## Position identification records
○ ○ ○ ○

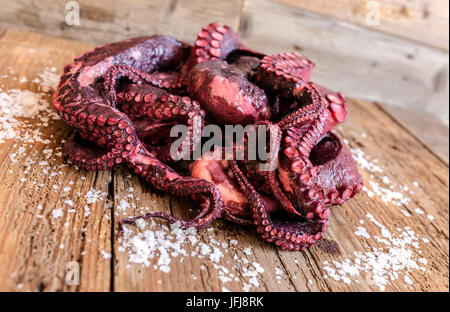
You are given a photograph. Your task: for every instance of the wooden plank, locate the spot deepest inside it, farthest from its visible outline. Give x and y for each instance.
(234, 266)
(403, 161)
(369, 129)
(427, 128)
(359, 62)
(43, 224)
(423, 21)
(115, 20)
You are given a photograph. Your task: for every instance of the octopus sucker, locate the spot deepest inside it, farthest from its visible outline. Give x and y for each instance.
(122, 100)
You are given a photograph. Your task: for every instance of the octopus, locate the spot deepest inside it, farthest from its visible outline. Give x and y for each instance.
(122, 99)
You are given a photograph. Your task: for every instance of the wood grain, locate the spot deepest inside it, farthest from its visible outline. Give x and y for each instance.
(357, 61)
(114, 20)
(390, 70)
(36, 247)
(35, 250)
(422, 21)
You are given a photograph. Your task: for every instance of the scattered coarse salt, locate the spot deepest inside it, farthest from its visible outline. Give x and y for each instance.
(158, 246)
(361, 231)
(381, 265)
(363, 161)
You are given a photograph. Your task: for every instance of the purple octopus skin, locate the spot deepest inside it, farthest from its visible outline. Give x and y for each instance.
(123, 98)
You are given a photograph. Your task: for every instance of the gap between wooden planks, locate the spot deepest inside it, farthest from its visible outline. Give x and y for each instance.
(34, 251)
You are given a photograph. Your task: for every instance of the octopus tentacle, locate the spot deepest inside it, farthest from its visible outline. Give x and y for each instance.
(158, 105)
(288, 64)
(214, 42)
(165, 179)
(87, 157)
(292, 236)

○ ○ ○ ○

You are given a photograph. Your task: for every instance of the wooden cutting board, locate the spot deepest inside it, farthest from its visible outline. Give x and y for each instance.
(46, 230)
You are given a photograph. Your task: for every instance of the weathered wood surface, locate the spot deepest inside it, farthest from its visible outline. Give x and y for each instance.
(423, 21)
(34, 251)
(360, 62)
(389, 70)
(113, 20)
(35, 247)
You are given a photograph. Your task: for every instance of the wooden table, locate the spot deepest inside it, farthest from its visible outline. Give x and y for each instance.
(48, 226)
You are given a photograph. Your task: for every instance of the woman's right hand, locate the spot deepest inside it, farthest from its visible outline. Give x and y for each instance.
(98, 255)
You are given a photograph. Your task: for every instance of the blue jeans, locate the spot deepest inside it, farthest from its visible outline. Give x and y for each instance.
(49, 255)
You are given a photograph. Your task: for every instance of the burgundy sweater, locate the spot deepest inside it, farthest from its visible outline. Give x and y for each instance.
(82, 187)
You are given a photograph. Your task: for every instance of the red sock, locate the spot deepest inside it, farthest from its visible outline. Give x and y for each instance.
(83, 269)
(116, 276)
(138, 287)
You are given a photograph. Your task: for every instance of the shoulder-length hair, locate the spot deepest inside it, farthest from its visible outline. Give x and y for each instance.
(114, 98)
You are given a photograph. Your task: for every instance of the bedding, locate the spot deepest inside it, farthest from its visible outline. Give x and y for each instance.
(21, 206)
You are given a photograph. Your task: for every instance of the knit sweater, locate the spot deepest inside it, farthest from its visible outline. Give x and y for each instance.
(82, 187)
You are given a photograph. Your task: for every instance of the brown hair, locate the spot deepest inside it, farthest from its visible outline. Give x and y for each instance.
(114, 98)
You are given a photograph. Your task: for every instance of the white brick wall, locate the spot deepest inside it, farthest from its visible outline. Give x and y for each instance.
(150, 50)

○ ○ ○ ○

## Exercise directions
Count the lines above that contain the word "knit", matching case exactly, and give only the number.

## Reply
1